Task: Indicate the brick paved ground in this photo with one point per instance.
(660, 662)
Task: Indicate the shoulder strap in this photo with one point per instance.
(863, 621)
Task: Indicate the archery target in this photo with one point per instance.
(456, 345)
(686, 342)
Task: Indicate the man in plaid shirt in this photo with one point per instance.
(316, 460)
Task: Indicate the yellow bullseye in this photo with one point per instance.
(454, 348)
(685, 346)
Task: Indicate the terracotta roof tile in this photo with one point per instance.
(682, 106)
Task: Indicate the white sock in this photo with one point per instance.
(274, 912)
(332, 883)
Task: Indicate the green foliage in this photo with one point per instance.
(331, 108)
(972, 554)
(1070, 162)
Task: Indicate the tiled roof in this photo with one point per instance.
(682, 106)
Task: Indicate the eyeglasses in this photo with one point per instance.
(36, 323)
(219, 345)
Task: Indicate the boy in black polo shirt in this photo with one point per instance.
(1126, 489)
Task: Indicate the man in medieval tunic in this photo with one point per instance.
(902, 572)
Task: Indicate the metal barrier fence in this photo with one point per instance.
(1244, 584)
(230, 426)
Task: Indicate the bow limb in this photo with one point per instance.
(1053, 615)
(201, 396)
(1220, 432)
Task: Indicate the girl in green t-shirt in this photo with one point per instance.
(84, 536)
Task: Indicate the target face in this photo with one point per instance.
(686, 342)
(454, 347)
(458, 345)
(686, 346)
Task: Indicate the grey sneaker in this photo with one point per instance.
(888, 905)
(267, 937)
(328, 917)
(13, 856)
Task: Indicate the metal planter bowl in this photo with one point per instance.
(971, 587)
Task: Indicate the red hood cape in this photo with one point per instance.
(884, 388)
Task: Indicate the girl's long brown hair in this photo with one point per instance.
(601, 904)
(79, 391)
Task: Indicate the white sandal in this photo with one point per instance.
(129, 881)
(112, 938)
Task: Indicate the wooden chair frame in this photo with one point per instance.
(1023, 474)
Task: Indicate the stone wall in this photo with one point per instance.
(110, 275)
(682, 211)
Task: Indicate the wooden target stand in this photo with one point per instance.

**Your objective**:
Reproduce the data above, swapping each "Indicate" for "Mark" and keeping everything else the same.

**Response for this exercise**:
Task: Mark the brick paved ground in this photo with one point per instance.
(660, 662)
Task: Mark the shoulder strap in this photo with one point per instance.
(863, 621)
Task: Mark the archery target in this photo with one point per instance.
(456, 345)
(686, 342)
Task: Mark the man in plaid shirt in this photo with one point per instance.
(316, 460)
Task: Mark the yellow bullseye in this photo with one point per instance.
(454, 348)
(685, 346)
Task: Mark the terracotta roof tile in this photo with one point per instance.
(682, 106)
Task: Mark the white sock in this photo with one point per instance.
(274, 912)
(332, 883)
Task: Mark the green foliage in this photo with one point per instance.
(331, 108)
(972, 554)
(1070, 162)
Task: Mark the tiled roof in this photo with one point per instance.
(682, 106)
Task: Mark the eyeglasses in this photo with one point per instance.
(36, 323)
(219, 345)
Task: Mark the boy in black polo shirt in this photo with one point per instance.
(1126, 489)
Task: Mark the man in medieval tunic in this photo with one point per instance.
(902, 572)
Task: Mark the metal barrier fence in this photo with one point per instance.
(1244, 584)
(230, 426)
Task: Mark the bow limb in this photo with one point per instance.
(1053, 615)
(201, 396)
(1220, 432)
Task: Mark the girl in green t-shirt in this photo with one point per instance.
(84, 536)
Task: Mark the target face in this photo with one point per instance.
(686, 342)
(454, 347)
(458, 345)
(686, 346)
Task: Mark the grey sneaker in this photo with one point per instance.
(888, 905)
(267, 937)
(328, 917)
(13, 856)
Task: Mark the metal planter bowl in this photo with one point per instance.
(971, 587)
Task: Mark the red hood cape in this photo with one point per instance.
(884, 388)
Task: Mark the girl's long brown hair in this photo with one point per instance.
(601, 904)
(79, 391)
Task: Mark the white sandal in this photo with one point per instance.
(129, 881)
(112, 938)
Task: Mark the wooden chair frame in this photo with one point per instance.
(1023, 474)
Task: Mark the stone wall in this photo with one point per instance.
(110, 275)
(682, 211)
Task: Mark the wooden target stand in this photo with one point per instance.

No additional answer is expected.